━━━ Given entries ━━━
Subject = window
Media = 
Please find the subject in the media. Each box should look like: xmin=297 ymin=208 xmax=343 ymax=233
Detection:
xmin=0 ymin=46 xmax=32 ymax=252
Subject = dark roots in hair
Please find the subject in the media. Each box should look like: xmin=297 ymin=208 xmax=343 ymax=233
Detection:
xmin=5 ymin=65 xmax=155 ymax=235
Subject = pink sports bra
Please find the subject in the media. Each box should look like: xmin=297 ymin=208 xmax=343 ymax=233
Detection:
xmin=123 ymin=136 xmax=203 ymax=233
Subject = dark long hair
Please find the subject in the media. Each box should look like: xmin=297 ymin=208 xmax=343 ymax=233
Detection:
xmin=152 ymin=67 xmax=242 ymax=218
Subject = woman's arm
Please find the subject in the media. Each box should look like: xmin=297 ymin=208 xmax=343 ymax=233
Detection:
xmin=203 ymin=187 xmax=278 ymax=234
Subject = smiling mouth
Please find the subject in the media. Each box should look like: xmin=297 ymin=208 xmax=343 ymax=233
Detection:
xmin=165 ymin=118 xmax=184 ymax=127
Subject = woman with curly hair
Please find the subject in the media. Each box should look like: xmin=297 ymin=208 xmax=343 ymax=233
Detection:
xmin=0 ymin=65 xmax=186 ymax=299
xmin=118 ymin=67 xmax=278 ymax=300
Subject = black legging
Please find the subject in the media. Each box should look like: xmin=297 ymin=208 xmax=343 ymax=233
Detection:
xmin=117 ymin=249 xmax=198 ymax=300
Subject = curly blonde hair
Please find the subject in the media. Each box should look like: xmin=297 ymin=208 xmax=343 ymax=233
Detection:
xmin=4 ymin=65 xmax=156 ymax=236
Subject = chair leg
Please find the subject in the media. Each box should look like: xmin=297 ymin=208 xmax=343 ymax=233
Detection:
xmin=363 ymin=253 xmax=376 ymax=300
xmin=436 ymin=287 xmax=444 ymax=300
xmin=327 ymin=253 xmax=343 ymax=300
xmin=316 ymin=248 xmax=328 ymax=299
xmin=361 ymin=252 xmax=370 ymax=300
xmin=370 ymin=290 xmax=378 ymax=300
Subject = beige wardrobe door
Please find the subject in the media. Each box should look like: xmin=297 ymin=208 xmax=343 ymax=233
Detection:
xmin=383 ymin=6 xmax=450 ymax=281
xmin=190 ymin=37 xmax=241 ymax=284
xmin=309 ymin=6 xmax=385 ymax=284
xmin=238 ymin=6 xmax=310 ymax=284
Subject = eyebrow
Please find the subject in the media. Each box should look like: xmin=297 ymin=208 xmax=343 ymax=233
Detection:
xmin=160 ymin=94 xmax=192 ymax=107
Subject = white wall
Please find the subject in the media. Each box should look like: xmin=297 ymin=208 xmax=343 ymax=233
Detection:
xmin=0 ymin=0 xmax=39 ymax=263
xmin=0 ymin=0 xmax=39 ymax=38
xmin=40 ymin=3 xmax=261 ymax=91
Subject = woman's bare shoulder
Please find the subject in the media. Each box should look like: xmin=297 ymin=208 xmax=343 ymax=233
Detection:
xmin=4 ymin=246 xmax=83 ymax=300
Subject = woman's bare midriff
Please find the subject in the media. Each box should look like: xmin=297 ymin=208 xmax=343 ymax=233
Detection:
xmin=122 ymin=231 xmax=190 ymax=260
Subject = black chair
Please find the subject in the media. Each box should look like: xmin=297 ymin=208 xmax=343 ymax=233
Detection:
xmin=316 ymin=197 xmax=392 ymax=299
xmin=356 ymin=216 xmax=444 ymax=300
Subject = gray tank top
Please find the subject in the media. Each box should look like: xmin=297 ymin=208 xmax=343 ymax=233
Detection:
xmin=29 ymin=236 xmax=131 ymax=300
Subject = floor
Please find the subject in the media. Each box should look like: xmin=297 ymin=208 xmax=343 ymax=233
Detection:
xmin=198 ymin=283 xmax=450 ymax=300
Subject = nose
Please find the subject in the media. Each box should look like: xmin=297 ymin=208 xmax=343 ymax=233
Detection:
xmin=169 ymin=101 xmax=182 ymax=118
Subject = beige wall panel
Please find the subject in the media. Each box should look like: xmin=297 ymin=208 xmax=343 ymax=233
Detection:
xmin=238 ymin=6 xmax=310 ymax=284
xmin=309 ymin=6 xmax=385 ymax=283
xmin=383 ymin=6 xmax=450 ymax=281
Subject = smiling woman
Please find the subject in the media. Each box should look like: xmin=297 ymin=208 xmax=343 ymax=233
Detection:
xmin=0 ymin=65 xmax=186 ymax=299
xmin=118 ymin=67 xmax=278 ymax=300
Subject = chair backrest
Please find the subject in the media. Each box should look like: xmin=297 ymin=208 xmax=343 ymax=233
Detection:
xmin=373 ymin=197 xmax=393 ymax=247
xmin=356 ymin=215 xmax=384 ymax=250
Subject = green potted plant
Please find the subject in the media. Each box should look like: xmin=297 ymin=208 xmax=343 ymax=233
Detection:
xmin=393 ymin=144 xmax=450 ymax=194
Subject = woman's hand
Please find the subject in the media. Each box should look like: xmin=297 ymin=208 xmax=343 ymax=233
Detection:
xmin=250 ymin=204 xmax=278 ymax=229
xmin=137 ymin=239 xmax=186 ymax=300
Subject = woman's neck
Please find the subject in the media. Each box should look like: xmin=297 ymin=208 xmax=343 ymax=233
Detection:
━━━
Written problem:
Copy out all of the data above, line for line, without changing anything.

Response:
Subject = window
Media = 
Please find the subject in the media. Each box should look like: xmin=297 ymin=208 xmax=343 ymax=233
Detection:
xmin=0 ymin=46 xmax=32 ymax=252
Subject = dark roots in hair
Please find the subject in the media. Each box should look like: xmin=297 ymin=208 xmax=343 ymax=233
Detection:
xmin=5 ymin=65 xmax=155 ymax=235
Subject = pink sports bra
Please find the subject in the media. Each box should look like: xmin=297 ymin=208 xmax=343 ymax=233
Detection:
xmin=123 ymin=136 xmax=203 ymax=233
Subject = dark long hair
Please find the subject in the media. Each box should look like: xmin=297 ymin=208 xmax=343 ymax=233
Detection:
xmin=152 ymin=67 xmax=242 ymax=218
Subject = woman's arm
Please find the subject in the media. Each box should look like: xmin=297 ymin=208 xmax=343 ymax=233
Detection:
xmin=203 ymin=187 xmax=278 ymax=234
Subject = smiling mouth
Please find the subject in the media. Each box should look like: xmin=297 ymin=208 xmax=343 ymax=233
Detection:
xmin=165 ymin=118 xmax=184 ymax=127
Subject = woman with curly hair
Please find the subject in the media. Each box should look like: xmin=297 ymin=208 xmax=343 ymax=233
Detection:
xmin=0 ymin=65 xmax=186 ymax=299
xmin=118 ymin=67 xmax=278 ymax=300
Subject = black legging
Please find the subject in the media. Each box should look like: xmin=297 ymin=208 xmax=343 ymax=233
Detection:
xmin=117 ymin=249 xmax=198 ymax=300
Subject = curly blonde hair
Please find the subject in the media. Each box should look like: xmin=297 ymin=208 xmax=343 ymax=233
Detection:
xmin=4 ymin=65 xmax=156 ymax=236
Subject = chair leg
Please find the subject in the media. Each box should look like: xmin=297 ymin=208 xmax=343 ymax=233
Detection:
xmin=363 ymin=253 xmax=376 ymax=300
xmin=436 ymin=287 xmax=444 ymax=300
xmin=327 ymin=253 xmax=343 ymax=300
xmin=316 ymin=248 xmax=328 ymax=299
xmin=361 ymin=252 xmax=370 ymax=300
xmin=370 ymin=290 xmax=378 ymax=300
Subject = beige wardrobe door
Please find the subject in the media. Each box should look like: xmin=297 ymin=208 xmax=343 ymax=233
Detection:
xmin=383 ymin=6 xmax=450 ymax=281
xmin=190 ymin=37 xmax=241 ymax=284
xmin=309 ymin=6 xmax=385 ymax=284
xmin=238 ymin=6 xmax=310 ymax=284
Subject = eyebrow
Please find the subject in the media. Each box should look like: xmin=297 ymin=208 xmax=343 ymax=233
Detection:
xmin=160 ymin=94 xmax=192 ymax=107
Subject = white wall
Please find the subject in the media. Each box should look like: xmin=297 ymin=208 xmax=343 ymax=233
Detection:
xmin=0 ymin=0 xmax=39 ymax=263
xmin=0 ymin=0 xmax=39 ymax=38
xmin=40 ymin=3 xmax=261 ymax=91
Subject = woman's bare shoulder
Please find the subject in the media. Each box should look like: xmin=297 ymin=208 xmax=343 ymax=233
Detection:
xmin=4 ymin=246 xmax=83 ymax=300
Subject = woman's bare midriff
Please find the subject in the media. Each box should look like: xmin=297 ymin=208 xmax=343 ymax=233
Detection:
xmin=122 ymin=231 xmax=190 ymax=260
Subject = black chair
Please find the subject in the media. Each box should look like: xmin=297 ymin=208 xmax=343 ymax=233
Detection:
xmin=316 ymin=197 xmax=392 ymax=299
xmin=356 ymin=216 xmax=444 ymax=300
Subject = gray tank top
Please find the subject in the media. Each box should look like: xmin=297 ymin=208 xmax=343 ymax=233
Detection:
xmin=29 ymin=236 xmax=131 ymax=300
Subject = floor
Please find the subject in the media. Each box should look like: xmin=297 ymin=208 xmax=343 ymax=233
Detection:
xmin=198 ymin=283 xmax=450 ymax=300
Subject = nose
Please find the subject in the media. Each box should look like: xmin=297 ymin=208 xmax=343 ymax=233
Detection:
xmin=169 ymin=101 xmax=182 ymax=118
Subject = beige wall panel
Please find the subject in the media. Each box should look like: xmin=297 ymin=208 xmax=343 ymax=233
Detection:
xmin=238 ymin=6 xmax=310 ymax=284
xmin=309 ymin=6 xmax=385 ymax=283
xmin=383 ymin=6 xmax=450 ymax=281
Subject = smiling woman
Please find the subject in the media. Each box should look like: xmin=297 ymin=208 xmax=343 ymax=233
Detection:
xmin=0 ymin=65 xmax=186 ymax=299
xmin=118 ymin=67 xmax=278 ymax=300
Subject = chair backrest
Please find the subject in the media. Each box should look like: xmin=297 ymin=208 xmax=343 ymax=233
Detection:
xmin=373 ymin=197 xmax=393 ymax=247
xmin=356 ymin=215 xmax=384 ymax=250
Subject = green potted plant
Please find the subject in the media. Each box should look like: xmin=297 ymin=208 xmax=343 ymax=233
Detection:
xmin=393 ymin=144 xmax=450 ymax=194
Subject = woman's hand
Please find the subject in the media. Each box should look like: xmin=297 ymin=208 xmax=343 ymax=233
Detection:
xmin=250 ymin=204 xmax=278 ymax=229
xmin=137 ymin=239 xmax=186 ymax=300
Subject = woman's neck
Please find the subject in the media. Each box should look like: xmin=297 ymin=208 xmax=343 ymax=233
Detection:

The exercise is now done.